### SHORT EXERCISE A
Transcribe everything in the court ruling from "1.  By a notice" down to "within 12 months.".
### SHORT EXERCISE B
Summarize the court ruling in two sentences.
### SHORT EXERCISE C
Write the next part of the court ruling, picking up after its final sentence.

### DOCUMENT PASSAGE
------

Martin Njiru Namu & David Ireri Namu v Pius Kariuki Njue & Hazron Njiru Nahashon [2019] KEELC 573 (KLR) | Dismissal For Want Of Prosecution | Esheria

Martin Njiru Namu & David Ireri Namu v Pius Kariuki Njue & Hazron Njiru Nahashon [2019] KEELC 573 (KLR)

Full Case Text

REPUBLIC OF KENYA

IN THE ENVIRONMENT AND LAND COURT AT EMBU

E.L.C. CASE NO. 55 OF 2016 (O.S.)

MARTIN NJIRU NAMU....................................................................1ST PLAINTIFF

DAVID IRERI NAMU........................................................................2ND PLAINTIFF

VERSUS

PIUS KARIUKI NJUE...................................................................1ST DEFENDANT

HAZRON NJIRU NAHASHON...................................................2ND DEFENDANT

RULING

1.  By a notice of motion dated 11th February 2019 brought under the provisions of Article 159 (2) (b) of the Constitution of Kenya, Section 1A, 1B, 3A & 63 (e) of the Civil Procedure Act (Cap. 21) Laws of Kenya, Order 17 Rule 2 (3), Order 51 Rules 1, 3 &4 of the Civil Procedure Rules, 2010 and all other enabling provisions the Defendants sought dismissal of the Plaintiffs’ suit for want of prosecution.

2.  The said application was based upon the grounds set out on the face of the motion.  It was contended that the suit has been dormant for more than 2 years and that the Plaintiffs had failed to take steps to prosecute it.  It was also contended that the Plaintiff had failed to comply with certain directions by the court which required them to comply with Order 11 of the Civil Procedure Rulesand to have the suit heard within 12 months.

------

### DATA SECTION
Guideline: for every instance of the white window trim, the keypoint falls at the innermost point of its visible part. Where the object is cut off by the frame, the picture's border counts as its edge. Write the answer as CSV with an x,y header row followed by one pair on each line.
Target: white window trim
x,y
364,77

------

### FINAL RESULT A
1.  By a notice of motion dated 11th February 2019 brought under the provisions of Article 159 (2) (b) of the Constitution of Kenya, Section 1A, 1B, 3A & 63 (e) of the Civil Procedure Act (Cap. 21) Laws of Kenya, Order 17 Rule 2 (3), Order 51 Rules 1, 3 &4 of the Civil Procedure Rules, 2010 and all other enabling provisions the Defendants sought dismissal of the Plaintiffs’ suit for want of prosecution.

2.  The said application was based upon the grounds set out on the face of the motion.  It was contended that the suit has been dormant for more than 2 years and that the Plaintiffs had failed to take steps to prosecute it.  It was also contended that the Plaintiff had failed to comply with certain directions by the court which required them to comply with Order 11 of the Civil Procedure Rulesand to have the suit heard within 12 months.

### FINAL RESULT B
In a case before the Environment and Land Court at Embu, the Defendants filed a notice of motion dated 11th February 2019 asking for the Plaintiffs' suit to be dismissed for want of prosecution. They argued that the suit had been dormant for more than 2 years and that the Plaintiffs had not followed court directions requiring compliance with Order 11 of the Civil Procedure Rules and a hearing within 12 months.

### FINAL RESULT C
3.  The said application was supported by an affidavit sworn jointly by the Defendants in which they reiterated and expounded upon the grounds set out in the motion.  It was further contended that the Plaintiffs had already voluntarily vacated the suit properties.  The Defendants further contended that the delay on the part of the Plaintiffs in prosecuting the suit was inordinate, unreasonable and inexcusable.  Consequently, they urged the court to allow their application.

4.  The 1st Plaintiff filed a replying affidavit sworn on 9th April 2019 in opposition to the said application.  It was filed on his own behalf and on behalf of the 2nd Plaintiff.  The Plaintiffs contended that the suit was only 2½ years old and that they were aware that the court was giving priority to older suits in assigning hearing dates.  They denied having vacated the suit properties.  They contended that the Defendants had never occupied the suit properties since they were residents of Kirinyaga County.  Finally, the Plaintiffs stated that they were still interested in prosecuting the suit and would be happy to prosecute it if the court allowed them to jump the queue.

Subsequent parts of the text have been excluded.